(What the task requires): Retype the full set of records. Keep every character identical.

====== Data section

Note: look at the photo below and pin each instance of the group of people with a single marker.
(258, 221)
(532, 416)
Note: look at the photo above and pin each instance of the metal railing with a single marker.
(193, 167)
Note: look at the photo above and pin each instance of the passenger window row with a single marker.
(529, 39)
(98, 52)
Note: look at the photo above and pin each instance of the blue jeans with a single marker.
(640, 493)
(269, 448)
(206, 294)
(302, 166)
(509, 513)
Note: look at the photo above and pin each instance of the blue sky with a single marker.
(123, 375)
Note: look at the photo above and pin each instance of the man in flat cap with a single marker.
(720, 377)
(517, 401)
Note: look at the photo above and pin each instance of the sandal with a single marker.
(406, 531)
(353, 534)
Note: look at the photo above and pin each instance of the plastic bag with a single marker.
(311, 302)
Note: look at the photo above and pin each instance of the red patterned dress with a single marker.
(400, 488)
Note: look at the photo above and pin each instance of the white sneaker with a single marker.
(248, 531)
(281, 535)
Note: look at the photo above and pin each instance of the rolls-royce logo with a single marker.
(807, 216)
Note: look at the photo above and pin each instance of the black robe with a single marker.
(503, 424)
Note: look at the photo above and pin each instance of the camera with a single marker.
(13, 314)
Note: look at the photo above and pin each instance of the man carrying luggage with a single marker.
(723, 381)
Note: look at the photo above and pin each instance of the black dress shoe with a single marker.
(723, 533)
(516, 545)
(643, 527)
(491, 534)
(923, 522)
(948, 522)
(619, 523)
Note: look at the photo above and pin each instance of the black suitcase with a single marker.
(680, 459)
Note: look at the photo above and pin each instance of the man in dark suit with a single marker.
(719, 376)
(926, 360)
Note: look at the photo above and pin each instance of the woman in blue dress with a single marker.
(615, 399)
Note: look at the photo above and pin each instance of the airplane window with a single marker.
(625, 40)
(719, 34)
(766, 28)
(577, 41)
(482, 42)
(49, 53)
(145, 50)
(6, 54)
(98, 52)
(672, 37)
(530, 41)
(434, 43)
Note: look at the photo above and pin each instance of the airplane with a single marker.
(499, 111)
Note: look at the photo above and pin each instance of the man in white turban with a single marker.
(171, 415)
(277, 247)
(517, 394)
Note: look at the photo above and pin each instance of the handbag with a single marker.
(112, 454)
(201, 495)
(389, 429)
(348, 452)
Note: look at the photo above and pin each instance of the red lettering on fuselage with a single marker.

============

(Written response):
Note: look at the photo below and pin each instance of the group of people with a single marker.
(258, 221)
(532, 416)
Note: look at the photo above and pin each instance of the metal railing with a single marker.
(193, 167)
Note: look at the photo above and pin each instance of the passenger window row with a single marker.
(529, 39)
(98, 52)
Note: look at the photo above and pin each instance of the blue jeans with a single marker.
(640, 493)
(269, 448)
(206, 294)
(302, 166)
(509, 513)
Note: look at the photo above and pin each instance of the blue sky with a single marker.
(123, 375)
Note: look at the photo above and pin each instance of the man in flat cap with a single marker.
(720, 377)
(517, 401)
Note: look at the photo above and pin each instance of the sandal with a single marker.
(406, 531)
(353, 534)
Note: look at the photo above and pin each instance of the plastic bag with a single marker.
(311, 302)
Note: look at the photo above and pin each instance of the red patterned dress with a single marker.
(400, 488)
Note: look at the photo above and pin each instance of the white sneaker with a single marker.
(248, 531)
(281, 535)
Note: look at the photo above and pin each instance of the rolls-royce logo with a single marker.
(807, 216)
Note: look at the photo above and pin each instance of the black robe with a single marker.
(503, 424)
Note: look at the photo above and pin each instance of the camera with a single marker.
(13, 314)
Note: look at the photo above and pin each instance of the man carrying luggage with a single marker.
(723, 381)
Note: look at the photo above and pin each instance of the black dress shoe with a single marker.
(723, 533)
(516, 545)
(643, 527)
(491, 534)
(923, 522)
(948, 522)
(619, 523)
Note: look at the photo above and pin each instance of the black suitcase with a single marker.
(680, 459)
Note: look at the photo above and pin each instance of the man in dark suit with a single marker.
(719, 376)
(926, 360)
Note: look at the photo above and pin each instance of the woman in blue dress with a single marker.
(615, 399)
Note: look at the photo above and pin each instance of the airplane window with a single marker.
(625, 40)
(719, 34)
(766, 28)
(577, 41)
(482, 42)
(49, 53)
(145, 50)
(6, 54)
(98, 52)
(672, 37)
(530, 41)
(434, 43)
Note: look at the photo above and pin each instance of the airplane with a single marker.
(499, 111)
Note: look at the photo above and pin each instance of the man in white turban with a single marker.
(171, 415)
(277, 247)
(517, 394)
Note: look at the photo above and pin each instance of the handbag with a single marker.
(112, 454)
(201, 495)
(389, 429)
(348, 452)
Note: look at the photo above and pin each instance of the red lettering on fuselage with a single marker.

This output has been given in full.